Page excerpt
Start
[HN Gopher] Deep neural networks as computational graphs (2018)
___________________________________________________________________
Deep neural networks as computational graphs (2018)
Author : softwaredoug
Score : 79 points
Date : 2023-05-21 13:09 UTC (1 days ago)
(HTM) web link (medium.com)
(TXT) w3m dump (medium.com)
| dynamite-ready wrote:
| Wasn't that the paradigm behind Tensorflow?
| dkislyuk wrote:
| As another commenter said, viewing a neural network as a
| computation graph is how all automatic differentiation engines
| work (particularly reverse-mode where one needs to traverse
| through all the previous computations to correctly apply the
| gradient), and there were several libraries predating
| Tensorflow following this idea. The initial contribution of
| Tensorflow and PyTorch was more about making the developer
| interface much cleaner and enabling training on a wider range
| of hardware by developing a bunch of useful kernels as part of
| the library.
End
Short exercise A
How would you translate this sentence from the thread on computational graphs into Spanish: "Wasn't that the paradigm behind Tensorflow?"

Exercise inputs
Start
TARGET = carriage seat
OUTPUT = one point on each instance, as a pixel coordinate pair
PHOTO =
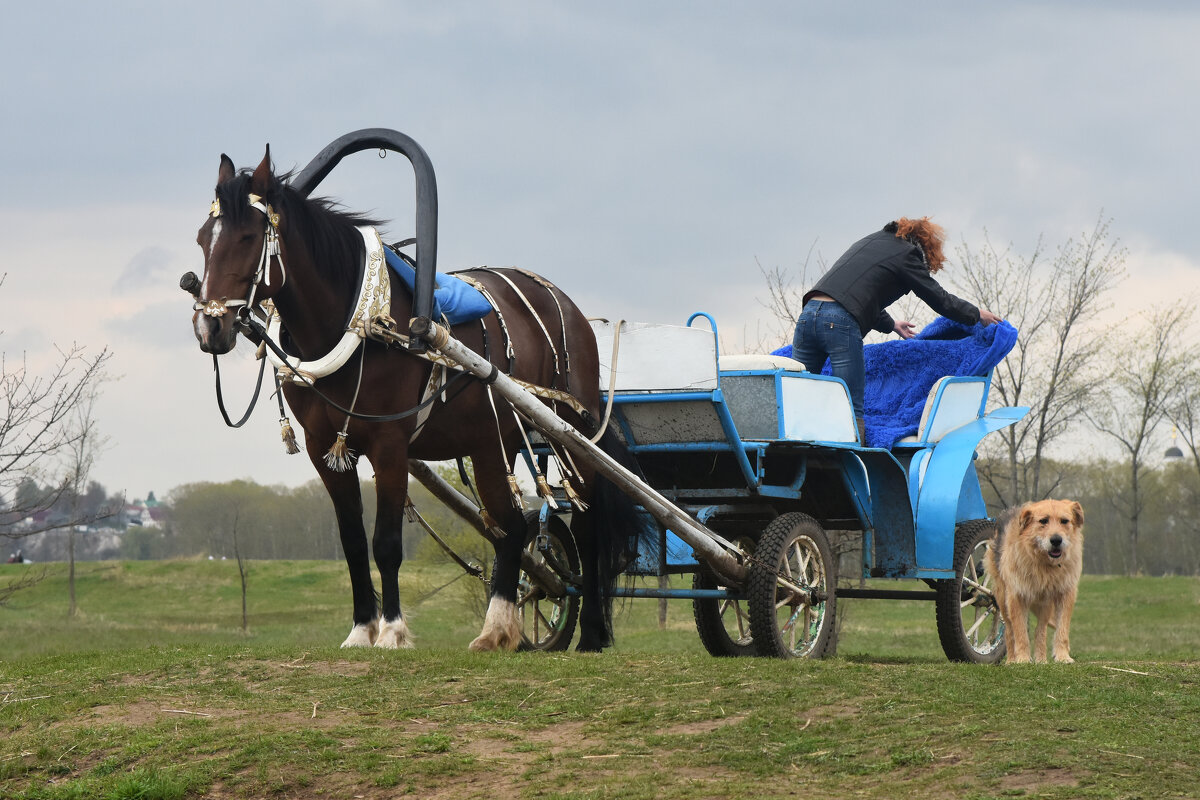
(952, 403)
(759, 361)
End
Short exercise B
Could you update the rows above by replacing "carriage seat" with "coach bench", keeping everything else the same and leaving out the pictures?

Worked answer A
¿No era ese el paradigma detrás de Tensorflow?

Worked answer B
TARGET = coach bench
OUTPUT = one point on each instance, as a pixel coordinate pair
PHOTO =
(952, 403)
(759, 361)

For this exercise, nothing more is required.